**Problem statement**
Output each line of the data word for word, from the first through the line that holds "For holes, rely on the even-odd rule.", and leave off whatever follows.
(Beginning of Records supplied)
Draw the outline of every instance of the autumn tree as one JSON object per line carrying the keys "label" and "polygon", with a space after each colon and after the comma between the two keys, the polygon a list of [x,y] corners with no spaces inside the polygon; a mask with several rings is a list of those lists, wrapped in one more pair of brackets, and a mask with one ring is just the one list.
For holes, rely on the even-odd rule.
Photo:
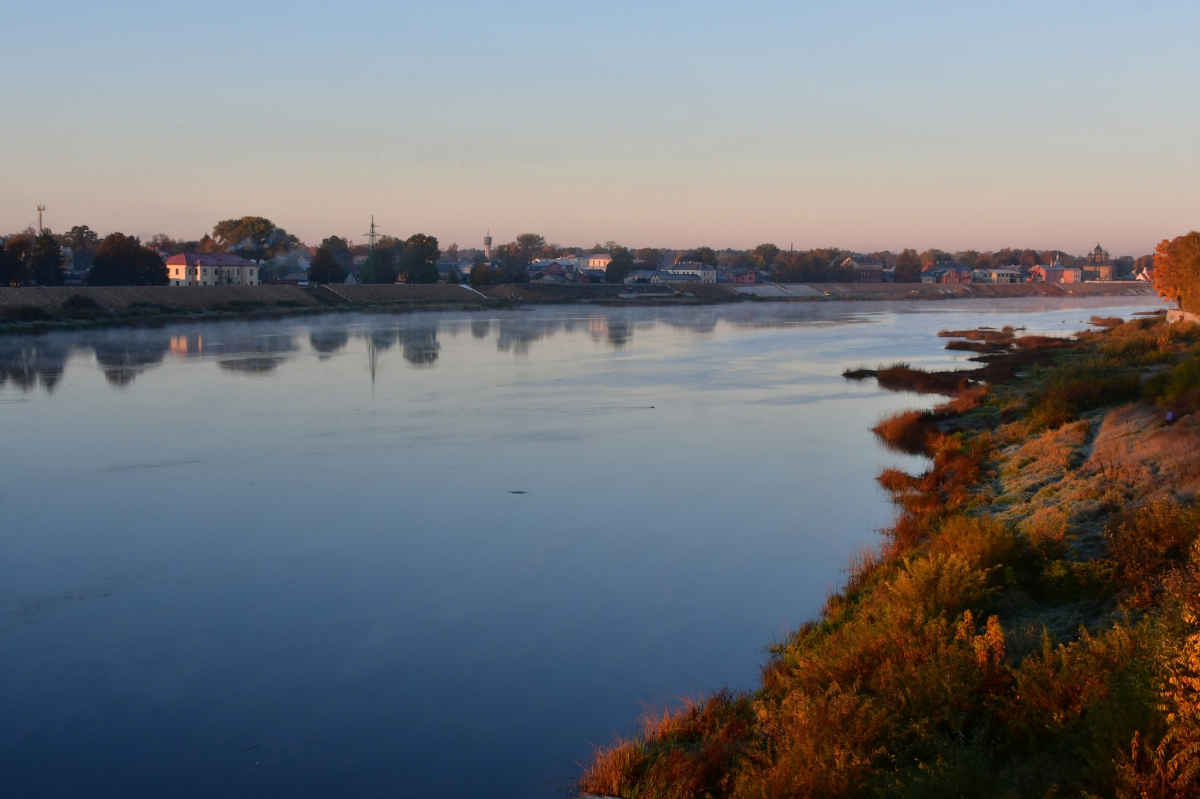
{"label": "autumn tree", "polygon": [[308,265],[308,279],[312,283],[341,283],[345,279],[342,265],[328,247],[322,245],[313,253],[312,263]]}
{"label": "autumn tree", "polygon": [[542,254],[542,250],[546,249],[546,239],[537,233],[522,233],[517,236],[517,242],[513,255],[520,258],[527,265]]}
{"label": "autumn tree", "polygon": [[916,250],[911,247],[902,250],[896,256],[896,282],[920,283],[922,266],[921,256],[917,255]]}
{"label": "autumn tree", "polygon": [[165,286],[169,282],[167,265],[158,253],[124,233],[104,237],[87,274],[89,286]]}
{"label": "autumn tree", "polygon": [[19,286],[29,280],[29,257],[33,250],[33,236],[18,233],[9,236],[4,244],[4,258],[0,261],[0,285]]}
{"label": "autumn tree", "polygon": [[775,256],[771,279],[776,283],[830,283],[848,279],[841,266],[846,253],[837,247],[781,252]]}
{"label": "autumn tree", "polygon": [[925,267],[929,264],[949,264],[954,262],[954,256],[945,250],[939,250],[937,247],[930,247],[925,252],[921,253],[921,266]]}
{"label": "autumn tree", "polygon": [[520,254],[518,244],[507,244],[496,253],[496,266],[505,283],[528,283],[529,262]]}
{"label": "autumn tree", "polygon": [[426,236],[424,233],[409,236],[404,242],[404,254],[400,261],[400,271],[405,274],[405,282],[438,282],[438,258],[441,254],[438,240],[433,236]]}
{"label": "autumn tree", "polygon": [[664,254],[662,250],[657,250],[653,247],[643,247],[637,251],[636,258],[651,269],[658,269],[663,265]]}
{"label": "autumn tree", "polygon": [[709,266],[717,265],[717,254],[712,247],[697,247],[694,250],[688,250],[687,253],[680,256],[677,263],[688,261],[691,263],[707,264]]}
{"label": "autumn tree", "polygon": [[1200,313],[1200,233],[1163,239],[1154,249],[1154,290],[1179,307]]}
{"label": "autumn tree", "polygon": [[300,240],[270,219],[243,216],[213,225],[213,241],[224,252],[254,261],[275,258],[300,246]]}
{"label": "autumn tree", "polygon": [[492,267],[486,261],[476,261],[471,267],[471,285],[486,286],[492,282]]}
{"label": "autumn tree", "polygon": [[42,228],[29,249],[30,275],[39,286],[61,286],[67,277],[66,262],[58,239],[50,228]]}
{"label": "autumn tree", "polygon": [[757,268],[770,271],[771,267],[775,265],[775,257],[778,255],[779,248],[774,244],[760,244],[754,248],[751,257]]}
(End of Records supplied)
**Answer**
Draw the outline of every instance of the autumn tree as one JSON object per line carrying the keys "label" and "polygon", with a space after each colon and after the comma between the two keys, the polygon a list of [x,y] corners with no spaces inside the polygon; a mask with several rings is a list of those lists, wrapped in one more pair of brackets, and a mask with one ring is just the one list.
For holes, rely on the even-odd rule.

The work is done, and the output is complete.